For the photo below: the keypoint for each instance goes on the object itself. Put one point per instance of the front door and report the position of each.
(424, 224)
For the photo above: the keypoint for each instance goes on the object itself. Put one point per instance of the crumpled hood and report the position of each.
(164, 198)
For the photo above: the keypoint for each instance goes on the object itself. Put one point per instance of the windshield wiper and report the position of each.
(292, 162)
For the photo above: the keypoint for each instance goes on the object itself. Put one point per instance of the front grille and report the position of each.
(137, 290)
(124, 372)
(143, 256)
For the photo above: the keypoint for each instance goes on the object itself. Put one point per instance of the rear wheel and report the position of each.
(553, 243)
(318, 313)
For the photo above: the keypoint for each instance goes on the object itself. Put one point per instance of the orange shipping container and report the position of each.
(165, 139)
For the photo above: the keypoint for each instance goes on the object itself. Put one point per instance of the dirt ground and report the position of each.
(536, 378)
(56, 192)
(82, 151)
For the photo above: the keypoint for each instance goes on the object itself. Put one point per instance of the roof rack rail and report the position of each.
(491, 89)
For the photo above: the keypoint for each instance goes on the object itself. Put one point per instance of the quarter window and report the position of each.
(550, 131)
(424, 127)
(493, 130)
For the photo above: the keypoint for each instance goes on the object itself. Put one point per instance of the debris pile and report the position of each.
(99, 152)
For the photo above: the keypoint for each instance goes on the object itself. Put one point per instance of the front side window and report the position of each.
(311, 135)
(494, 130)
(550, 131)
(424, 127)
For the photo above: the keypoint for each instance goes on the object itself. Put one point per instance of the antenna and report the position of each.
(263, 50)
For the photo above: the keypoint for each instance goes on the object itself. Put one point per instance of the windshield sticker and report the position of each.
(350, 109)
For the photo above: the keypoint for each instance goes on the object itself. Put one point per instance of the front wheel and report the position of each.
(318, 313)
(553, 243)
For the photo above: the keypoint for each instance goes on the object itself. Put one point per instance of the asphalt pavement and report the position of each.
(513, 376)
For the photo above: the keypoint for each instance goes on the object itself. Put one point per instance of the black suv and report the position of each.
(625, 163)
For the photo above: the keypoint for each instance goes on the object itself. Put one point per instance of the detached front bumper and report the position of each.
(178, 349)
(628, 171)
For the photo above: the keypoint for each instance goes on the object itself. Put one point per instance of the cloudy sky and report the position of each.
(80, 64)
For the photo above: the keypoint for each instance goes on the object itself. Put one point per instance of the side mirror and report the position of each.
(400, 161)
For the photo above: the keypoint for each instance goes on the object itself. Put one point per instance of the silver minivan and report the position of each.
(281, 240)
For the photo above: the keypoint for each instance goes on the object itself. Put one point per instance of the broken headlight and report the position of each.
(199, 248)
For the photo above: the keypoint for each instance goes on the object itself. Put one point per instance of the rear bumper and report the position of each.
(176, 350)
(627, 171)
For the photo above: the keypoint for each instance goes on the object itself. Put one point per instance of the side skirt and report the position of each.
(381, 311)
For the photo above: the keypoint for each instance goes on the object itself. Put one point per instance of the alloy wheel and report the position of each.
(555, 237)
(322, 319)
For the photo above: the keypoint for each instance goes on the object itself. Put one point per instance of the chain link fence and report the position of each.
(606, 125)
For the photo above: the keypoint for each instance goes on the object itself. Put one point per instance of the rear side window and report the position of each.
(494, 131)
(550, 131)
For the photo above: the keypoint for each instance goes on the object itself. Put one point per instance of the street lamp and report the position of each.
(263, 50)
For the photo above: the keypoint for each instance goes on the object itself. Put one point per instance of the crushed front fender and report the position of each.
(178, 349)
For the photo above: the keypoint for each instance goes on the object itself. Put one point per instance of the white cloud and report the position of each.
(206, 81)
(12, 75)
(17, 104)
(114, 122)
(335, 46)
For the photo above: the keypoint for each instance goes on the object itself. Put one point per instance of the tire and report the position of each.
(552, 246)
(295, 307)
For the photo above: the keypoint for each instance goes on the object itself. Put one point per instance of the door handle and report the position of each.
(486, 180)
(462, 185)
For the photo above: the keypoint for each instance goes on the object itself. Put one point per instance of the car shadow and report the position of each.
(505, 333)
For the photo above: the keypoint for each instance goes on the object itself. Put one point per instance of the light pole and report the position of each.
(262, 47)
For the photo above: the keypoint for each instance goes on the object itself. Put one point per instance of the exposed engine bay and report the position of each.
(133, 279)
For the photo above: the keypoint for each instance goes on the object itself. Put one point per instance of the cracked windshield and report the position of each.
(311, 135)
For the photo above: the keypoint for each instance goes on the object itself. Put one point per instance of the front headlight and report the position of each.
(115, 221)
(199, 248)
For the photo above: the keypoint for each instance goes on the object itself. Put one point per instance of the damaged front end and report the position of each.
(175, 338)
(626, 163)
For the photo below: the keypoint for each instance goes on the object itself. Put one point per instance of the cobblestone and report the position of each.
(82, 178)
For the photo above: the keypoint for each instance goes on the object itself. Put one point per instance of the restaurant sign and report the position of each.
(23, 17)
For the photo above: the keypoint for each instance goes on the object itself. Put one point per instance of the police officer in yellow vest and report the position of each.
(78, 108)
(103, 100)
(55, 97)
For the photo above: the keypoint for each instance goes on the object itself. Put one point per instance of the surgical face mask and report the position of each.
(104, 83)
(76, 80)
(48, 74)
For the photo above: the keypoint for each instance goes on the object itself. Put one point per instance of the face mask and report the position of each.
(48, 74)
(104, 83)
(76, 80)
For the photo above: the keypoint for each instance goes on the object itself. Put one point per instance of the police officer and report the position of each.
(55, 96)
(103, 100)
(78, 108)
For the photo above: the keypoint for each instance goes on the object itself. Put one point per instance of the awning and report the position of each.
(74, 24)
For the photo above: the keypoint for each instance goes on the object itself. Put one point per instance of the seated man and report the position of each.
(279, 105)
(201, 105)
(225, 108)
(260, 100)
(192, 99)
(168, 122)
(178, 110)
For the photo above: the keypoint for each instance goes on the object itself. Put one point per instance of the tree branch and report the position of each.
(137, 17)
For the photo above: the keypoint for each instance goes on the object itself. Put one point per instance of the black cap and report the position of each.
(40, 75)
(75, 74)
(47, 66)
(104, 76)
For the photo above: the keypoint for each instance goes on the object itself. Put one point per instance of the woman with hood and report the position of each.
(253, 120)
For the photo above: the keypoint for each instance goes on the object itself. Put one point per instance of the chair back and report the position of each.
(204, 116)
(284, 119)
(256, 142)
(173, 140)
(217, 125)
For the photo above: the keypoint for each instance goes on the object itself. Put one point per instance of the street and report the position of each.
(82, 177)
---------------
> **Exercise details**:
Nothing should be left out: repeat all of the data exactly.

> **Output below**:
For the photo below: the keypoint for each instance goes on the object itself. Put one point per instance of the front door and report the position of each.
(424, 224)
For the photo above: the keypoint for each instance goes on the object itself. Put one point per instance of the crumpled hood and report the position of each.
(164, 198)
For the photo above: the keypoint for each instance goes on the object itself. Put one point per instance of the windshield wiper and report the position of each.
(292, 162)
For the photo above: the keypoint for each instance goes on the object itself. Put one point per instance of the front grille and report the position of each.
(137, 290)
(124, 372)
(143, 256)
For the photo above: the keypoint for each instance goes on the object itself. Put one point per instance of the rear wheel and report the position of each.
(553, 243)
(318, 313)
For the photo above: the keypoint for each instance goes on the object itself. Put one point per instance of the orange shipping container and report the position of each.
(165, 139)
For the photo above: the keypoint for each instance goes on the object itself. Put one point per instance of the dirt ground and report the position of each.
(536, 378)
(56, 192)
(82, 151)
For the photo above: the keypoint for each instance goes on the object itself. Put one point per instance of the roof rack rail and report the position of each.
(491, 89)
For the photo above: the keypoint for each instance goes on the object itself. Put one point per instance of the quarter window and report the position of each.
(550, 131)
(424, 127)
(493, 130)
For the photo above: the keypoint for each instance goes on the object itself. Put one point per instance of the debris pile and report the position of each.
(99, 152)
For the photo above: the keypoint for each instance goes on the object itself. Put one point per instance of the front side window and report the position of each.
(311, 135)
(494, 130)
(550, 131)
(424, 127)
For the photo above: the keypoint for each instance goes on the object itself. Put one point per instance of the antenna and report the position of each.
(263, 50)
For the photo above: the keypoint for each instance goes on the object itself. Put one point per instance of the windshield sticker and report the position of each.
(350, 109)
For the photo above: the keypoint for each instance goes on the object itself. Put one point per instance of the front wheel and report the position of each.
(318, 313)
(553, 243)
For the photo above: the keypoint for each instance goes on the object itself. Put one point per instance of the asphalt pavement and report the position of each.
(513, 376)
For the photo above: the keypoint for each instance goes on the object itself. Put one point per instance of the black suv and report the position of each.
(625, 163)
For the photo above: the keypoint for each instance goes on the object itself. Put one point per instance of the detached front bumper and report the position of each.
(178, 349)
(628, 171)
For the photo above: the keypoint for each instance goes on the object itself. Put one point per instance of the cloudy sky and report the position of each.
(80, 64)
For the photo above: the keypoint for each instance goes on the object itself. Put one point per instance of the side mirror and report the position of each.
(400, 161)
For the photo above: the keypoint for each instance goes on the object itself. Put one point per instance of the silver minivan and report the position of each.
(281, 240)
For the photo above: the keypoint for each instance goes on the object itself. Put one point per instance of the broken headlight and report the position of each.
(199, 248)
For the photo above: the keypoint for each instance goes on the object itself. Put one point per instance of the rear bumper and report the position of each.
(176, 350)
(627, 171)
For the photo above: the keypoint for each instance goes on the object itself. Put one point per instance of the side skirt and report the position of each.
(381, 311)
For the photo above: the keypoint for each instance goes on the object itself. Put one point per instance of the alloy wheel and report the position of each.
(555, 237)
(322, 319)
For the photo above: the keypoint for each instance goes on the object itself. Put one point per instance of the chain link fence and report the position of each.
(606, 125)
For the photo above: the keypoint for each instance goes on the object itself. Put one point per instance of the rear side window and report the position of each.
(494, 131)
(550, 131)
For the photo above: the keypoint for each instance goes on the object itself. Put one point per instance of the street lamp and report the position of each.
(263, 50)
For the photo above: the keypoint for each instance goes on the object itself. Put one point per instance of the crushed front fender and report the position of each.
(178, 349)
For the photo above: the keypoint for each instance goes on the object itself. Put one point per instance of the white cloud and report the position of each.
(206, 81)
(12, 75)
(17, 104)
(114, 122)
(335, 46)
For the photo above: the keypoint for each instance goes on the object itself. Put one point per instance of the tire and report the position of each.
(552, 246)
(295, 307)
For the photo above: the keypoint for each instance goes on the object itself. Put one point per instance of the door handle and report the position of each.
(486, 180)
(462, 185)
For the photo above: the keypoint for each instance goes on the object itself. Put one point per instance of the car shadow and report the position of each.
(505, 333)
For the photo above: the keypoint for each instance goes on the object itself. Put one point per instance of the light pole and report the position of each.
(262, 47)
For the photo above: the keypoint for each instance goes on the object itself. Put one point per instance of the exposed engine bay and report the position of each.
(133, 279)
For the photo above: the keypoint for each instance goes on the object itself. Put one point per instance of the cracked windshield and report the position of each.
(311, 135)
For the photo above: the keypoint for each instance goes on the object itself. Put one point per instance of the front headlight and report the position of each.
(115, 221)
(199, 248)
For the photo above: the keypoint for each instance goes on the object itself. Put one point per instance of the damaged front end and report the position of each.
(175, 338)
(626, 163)
For the photo below: the keypoint for each instance goes on the object itself. Put one point per instance of the cobblestone and report the position of each.
(82, 178)
For the photo above: the keypoint for each instance goes on the object itself. Put one point per instance of the restaurant sign and report the position of each.
(23, 17)
For the photo above: the keypoint for each instance goes on the object itself. Put one point per instance of the police officer in yellow vest and report the position of each.
(78, 108)
(103, 100)
(55, 97)
For the photo above: the keypoint for each instance goes on the object itself. Put one point per instance of the surgical face mask and report the position of each.
(104, 83)
(76, 80)
(48, 74)
For the photo above: the keypoint for each instance goes on the object itself. Put one point per instance of the face mask and report the position of each.
(48, 74)
(104, 83)
(76, 80)
For the photo above: the keypoint for each instance goes on the object itself. Put one point per instance of the police officer and report the position of each.
(55, 96)
(103, 100)
(78, 108)
For the photo above: the keypoint for each instance goes on the object itself. Put one point per instance of the awning and report the position of each.
(74, 24)
For the photo above: the keypoint for each instance goes on the object itself. Put one point per instance of the seated man and report the position of each.
(279, 105)
(201, 105)
(225, 108)
(260, 100)
(192, 99)
(168, 122)
(178, 110)
For the photo above: the keypoint for each instance goes on the object itself. Put one point per instance of the tree branch and report the position of each.
(137, 17)
For the photo above: the keypoint for each instance goes on the object itself. Put one point per instance of the black cap and report the position of each.
(40, 75)
(75, 74)
(47, 66)
(104, 76)
For the photo above: the keypoint for each instance goes on the object itself. Put one point per instance of the woman with hood and report the position of each.
(253, 120)
For the photo above: the keypoint for each instance goes on the object itself. Put one point per instance of the chair back and report the position of each.
(204, 116)
(284, 119)
(256, 142)
(173, 140)
(217, 125)
For the photo above: the keypoint for each instance goes on the object itself. Put one point per instance of the street and report the position of each.
(82, 177)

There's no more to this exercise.